» **Work to do**
Rewrite the listing below with "motion was detected" changed to "movement was detected" throughout and nothing else changed.

» **Recorded information**
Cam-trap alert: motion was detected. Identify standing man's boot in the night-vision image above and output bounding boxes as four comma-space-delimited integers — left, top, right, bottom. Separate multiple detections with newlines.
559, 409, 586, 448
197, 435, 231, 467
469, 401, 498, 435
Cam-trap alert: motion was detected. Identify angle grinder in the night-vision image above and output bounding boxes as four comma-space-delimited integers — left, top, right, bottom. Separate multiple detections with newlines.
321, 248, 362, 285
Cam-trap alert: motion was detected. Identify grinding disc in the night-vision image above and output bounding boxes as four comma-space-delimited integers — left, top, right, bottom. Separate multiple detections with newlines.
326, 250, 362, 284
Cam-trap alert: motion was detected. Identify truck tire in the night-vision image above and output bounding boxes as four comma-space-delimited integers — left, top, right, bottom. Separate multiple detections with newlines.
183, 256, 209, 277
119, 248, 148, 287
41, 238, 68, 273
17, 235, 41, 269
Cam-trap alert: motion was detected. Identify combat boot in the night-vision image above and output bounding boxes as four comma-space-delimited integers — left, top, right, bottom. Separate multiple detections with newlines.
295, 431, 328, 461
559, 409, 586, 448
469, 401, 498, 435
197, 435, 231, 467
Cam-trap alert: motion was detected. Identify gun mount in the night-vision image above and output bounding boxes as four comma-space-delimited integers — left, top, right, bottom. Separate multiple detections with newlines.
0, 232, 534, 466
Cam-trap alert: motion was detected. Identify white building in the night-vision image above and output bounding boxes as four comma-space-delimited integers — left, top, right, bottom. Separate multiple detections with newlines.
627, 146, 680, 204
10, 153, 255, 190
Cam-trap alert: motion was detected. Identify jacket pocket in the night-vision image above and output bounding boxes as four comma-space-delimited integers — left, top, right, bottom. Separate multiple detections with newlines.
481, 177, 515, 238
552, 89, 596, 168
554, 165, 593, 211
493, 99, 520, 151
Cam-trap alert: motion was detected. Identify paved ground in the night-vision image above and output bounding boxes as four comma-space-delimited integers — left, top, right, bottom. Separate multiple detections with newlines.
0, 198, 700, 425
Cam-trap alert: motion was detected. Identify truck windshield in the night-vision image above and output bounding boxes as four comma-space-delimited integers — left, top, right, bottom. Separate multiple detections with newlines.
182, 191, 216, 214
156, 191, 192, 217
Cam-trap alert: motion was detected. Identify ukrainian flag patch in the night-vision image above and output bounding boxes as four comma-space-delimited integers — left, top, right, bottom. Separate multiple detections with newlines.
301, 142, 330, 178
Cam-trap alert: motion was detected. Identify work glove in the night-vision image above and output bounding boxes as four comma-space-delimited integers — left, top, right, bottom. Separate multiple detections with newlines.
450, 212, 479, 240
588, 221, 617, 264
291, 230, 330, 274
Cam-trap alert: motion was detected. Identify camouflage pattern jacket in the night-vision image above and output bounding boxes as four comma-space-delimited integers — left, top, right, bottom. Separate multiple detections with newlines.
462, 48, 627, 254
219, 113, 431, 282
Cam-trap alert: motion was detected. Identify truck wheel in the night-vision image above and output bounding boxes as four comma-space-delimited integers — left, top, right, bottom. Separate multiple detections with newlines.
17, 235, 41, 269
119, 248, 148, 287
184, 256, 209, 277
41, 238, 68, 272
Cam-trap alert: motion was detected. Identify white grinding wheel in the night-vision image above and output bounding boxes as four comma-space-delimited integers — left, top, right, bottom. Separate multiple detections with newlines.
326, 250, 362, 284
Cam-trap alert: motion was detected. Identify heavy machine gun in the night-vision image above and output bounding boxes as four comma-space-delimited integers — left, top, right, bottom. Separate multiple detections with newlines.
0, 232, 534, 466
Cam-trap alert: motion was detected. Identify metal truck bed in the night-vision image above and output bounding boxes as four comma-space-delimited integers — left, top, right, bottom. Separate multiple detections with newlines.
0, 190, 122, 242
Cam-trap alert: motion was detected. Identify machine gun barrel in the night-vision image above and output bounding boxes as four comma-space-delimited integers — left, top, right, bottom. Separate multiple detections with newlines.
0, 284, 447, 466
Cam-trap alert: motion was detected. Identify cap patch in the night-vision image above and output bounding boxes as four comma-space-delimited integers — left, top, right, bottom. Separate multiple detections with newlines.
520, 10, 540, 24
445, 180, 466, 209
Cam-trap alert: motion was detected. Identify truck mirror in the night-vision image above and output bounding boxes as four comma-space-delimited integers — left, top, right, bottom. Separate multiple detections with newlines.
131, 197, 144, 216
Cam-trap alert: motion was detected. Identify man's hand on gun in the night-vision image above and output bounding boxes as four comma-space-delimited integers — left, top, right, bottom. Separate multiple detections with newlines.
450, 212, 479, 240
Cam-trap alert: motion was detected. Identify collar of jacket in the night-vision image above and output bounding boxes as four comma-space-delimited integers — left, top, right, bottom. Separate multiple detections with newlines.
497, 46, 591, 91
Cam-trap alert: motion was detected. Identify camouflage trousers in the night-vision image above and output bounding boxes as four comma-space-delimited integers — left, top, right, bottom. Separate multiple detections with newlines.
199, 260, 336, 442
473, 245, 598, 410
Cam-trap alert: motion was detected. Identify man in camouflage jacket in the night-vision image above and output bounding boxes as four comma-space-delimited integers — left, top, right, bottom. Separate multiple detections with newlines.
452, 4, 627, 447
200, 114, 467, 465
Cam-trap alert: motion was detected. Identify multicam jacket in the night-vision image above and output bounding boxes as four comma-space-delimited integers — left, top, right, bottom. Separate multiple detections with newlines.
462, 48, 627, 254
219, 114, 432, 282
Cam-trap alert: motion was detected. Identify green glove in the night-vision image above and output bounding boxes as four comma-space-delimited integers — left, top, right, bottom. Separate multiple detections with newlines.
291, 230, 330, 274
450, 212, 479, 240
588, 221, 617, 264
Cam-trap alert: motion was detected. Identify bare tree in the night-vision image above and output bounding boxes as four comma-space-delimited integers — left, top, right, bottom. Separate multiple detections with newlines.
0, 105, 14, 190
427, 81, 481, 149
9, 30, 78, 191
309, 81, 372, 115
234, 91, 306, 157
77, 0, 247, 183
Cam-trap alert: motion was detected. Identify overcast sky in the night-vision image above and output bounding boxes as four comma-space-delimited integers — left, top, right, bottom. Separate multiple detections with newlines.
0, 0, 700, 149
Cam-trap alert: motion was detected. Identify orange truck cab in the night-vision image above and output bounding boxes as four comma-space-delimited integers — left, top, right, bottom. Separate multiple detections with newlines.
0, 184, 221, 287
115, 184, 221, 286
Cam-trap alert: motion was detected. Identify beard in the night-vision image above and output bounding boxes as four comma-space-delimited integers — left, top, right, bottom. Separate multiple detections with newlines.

» **Task output**
Cam-trap alert: movement was detected. Identify standing man's boot in the night-vision image above and output bounding boxes as four comma-space-delimited integers — left, top, right, bottom. Separate multiple detections with newlines.
559, 409, 586, 448
197, 435, 231, 467
469, 401, 498, 435
Cam-trap alert: movement was detected. Identify angle grinder in the night-vision image above and output bounding boxes as four comma-space-delimited integers — left, top, right, bottom. Separate multiple detections with newlines.
321, 248, 362, 285
Cam-trap alert: movement was detected. Identify grinding disc in the night-vision image above and output bounding boxes as four comma-space-delimited integers — left, top, right, bottom. Separate multiple detections with newlines.
326, 250, 362, 284
Cam-trap alert: movement was detected. Identify truck tire in the night-vision image above and output bounding boxes as four comma-space-delimited integers — left, top, right, bottom. Separate multiple detections with newlines.
183, 256, 209, 277
119, 248, 148, 287
41, 238, 68, 273
17, 235, 41, 269
Cam-trap alert: movement was detected. Identify combat boot in the night-vision image above and output bounding boxes as four comma-space-delimited integers — left, top, right, bottom. Separate multiple detections with newlines.
295, 431, 328, 461
559, 409, 586, 448
469, 401, 498, 435
197, 435, 231, 467
Cam-trap alert: movement was detected. Identify gun mount in the night-vision image above and output bounding boxes as four comma-space-delimited integers — left, top, right, bottom. Separate multiple detections with newlines.
0, 232, 534, 466
Cam-trap alert: movement was detected. Identify white building in the night-vision image above and output bounding boxes as four comma-space-delimited integers — left, top, right, bottom. Separate multiple detections with newlines.
627, 146, 680, 204
10, 153, 255, 190
Cam-trap alert: movement was detected. Identify jacket pocket in the night-vision image above and output bounding boxes as four comma-space-delimited integers — left, top, right, bottom. Separate multiple detections with newlines.
481, 177, 515, 238
552, 89, 596, 168
554, 165, 593, 211
493, 99, 520, 151
Cam-trap alert: movement was detected. Identify paved ground in the night-vision image above and output bounding boxes as four comma-space-delimited integers — left, top, right, bottom. Separate multiple detections with newlines.
0, 198, 700, 425
Cam-trap alert: movement was detected. Identify truck windshield in the night-vision image above and output bounding boxes as four comma-space-delimited integers — left, top, right, bottom. Separate multiple detections with newlines.
182, 191, 216, 214
156, 191, 192, 217
Cam-trap alert: movement was detected. Identify ukrainian flag patch in the night-vision image above and output bounding boxes as four comma-space-delimited integers — left, top, right, bottom. Separate multiple detections with newlines.
301, 142, 330, 178
Cam-trap alert: movement was detected. Identify work glove in the night-vision image above and output bounding boxes as four comma-space-delimited integers — left, top, right, bottom. Separate multiple detections with newlines.
450, 212, 479, 240
588, 221, 617, 264
291, 230, 330, 274
Cam-trap alert: movement was detected. Identify camouflage pattern jacket in the night-vision image above and output bounding boxes as four comma-space-delimited integers — left, top, right, bottom. Separate multiple detections with newlines.
462, 48, 627, 254
219, 113, 431, 282
Cam-trap alert: movement was detected. Identify truck wheel in the night-vision image above and output bounding boxes as four comma-space-delimited integers — left, top, right, bottom. Separate multiple detections with newlines.
17, 235, 41, 269
119, 248, 148, 287
184, 256, 209, 277
41, 238, 68, 272
Cam-trap alert: movement was detected. Identify white grinding wheel in the night-vision image above and output bounding boxes as four comma-space-delimited integers — left, top, right, bottom. Separate multiple detections with newlines.
326, 250, 362, 284
Cam-trap alert: movement was detected. Identify heavy machine gun in the night-vision image above and output bounding boxes as four comma-space-delimited integers — left, top, right, bottom. Separate multiple detections with newlines.
0, 232, 534, 466
Cam-trap alert: movement was detected. Identify metal truck bed in the night-vision image above and output bounding boxes as four comma-space-delimited integers — left, top, right, bottom. Separate multiple detections with newlines.
0, 190, 122, 242
Cam-trap alert: movement was detected. Identify machine gun barrel in the night-vision image above and output bounding boxes as four comma-space-delimited integers — left, top, right, bottom. Separate multiple detections with newlines.
0, 284, 447, 466
Cam-trap alert: movement was detected. Identify cap patch in the night-vision image above and output bounding boxes as four comma-space-delimited integers — left, top, right, bottom. Separate multiple detections with newlines.
520, 10, 540, 24
445, 180, 466, 209
Cam-trap alert: movement was detected. Identify truck mirror in the night-vision image above and output bounding boxes as four comma-space-delimited integers — left, top, right, bottom. Separate multiple detections with newlines.
131, 197, 144, 216
Cam-trap alert: movement was detected. Identify man's hand on gun in the night-vision image above and output bounding boxes as four comma-space-delimited integers — left, top, right, bottom. Separate multiple detections with newlines.
450, 212, 479, 240
Cam-trap alert: movement was detected. Identify collar of jacket in the night-vision image above and output bounding boxes as four comma-space-delimited integers — left, top, right, bottom. Separate multiple detections with newlines.
497, 46, 591, 91
Cam-trap alert: movement was detected. Identify camouflage trousers in the night-vision image above and output bounding boxes as four comma-space-delimited integers — left, top, right, bottom. Separate multiple detections with newlines.
199, 260, 336, 442
473, 245, 598, 410
Cam-trap alert: movement was detected. Identify man in camouflage jacket in the night-vision image above and output bounding boxes as four comma-space-delimited integers — left, top, right, bottom. Separate multiple detections with newlines.
452, 4, 627, 447
200, 114, 467, 465
Cam-trap alert: movement was detected. Identify multicam jacket in the night-vision image above and output bounding boxes as four comma-space-delimited integers — left, top, right, bottom. Separate multiple detections with newlines.
462, 48, 627, 254
219, 114, 432, 282
Cam-trap alert: movement was detected. Identify green glove in the night-vision image above and output bounding boxes as four comma-space-delimited integers — left, top, right, bottom. Separate multiple detections with newlines.
291, 230, 330, 274
450, 212, 479, 240
588, 221, 617, 264
Cam-trap alert: movement was detected. Identify bare tree in the night-vision image above and output bounding boxes as four comma-space-delimited integers — left, top, right, bottom. Separate multiple detections with newlines.
0, 105, 14, 190
427, 81, 481, 149
9, 30, 78, 191
309, 81, 372, 115
234, 91, 306, 157
77, 0, 247, 183
Cam-trap alert: movement was detected. Identify overcast sky in the night-vision image above and output bounding boxes as four comma-space-delimited integers — left, top, right, bottom. Separate multiple detections with newlines.
0, 0, 700, 149
Cam-trap alert: movement was detected. Identify orange truck cab in the night-vision image above and output bounding boxes as four comma-space-delimited integers — left, top, right, bottom. Separate multiple detections with newlines.
0, 184, 221, 287
115, 184, 221, 286
Cam-trap alert: movement was detected. Identify beard in the night-vision image above and output bounding boxes as four comma-space-delimited integers — left, top, right, bottom. Separate multiple detections with newlines.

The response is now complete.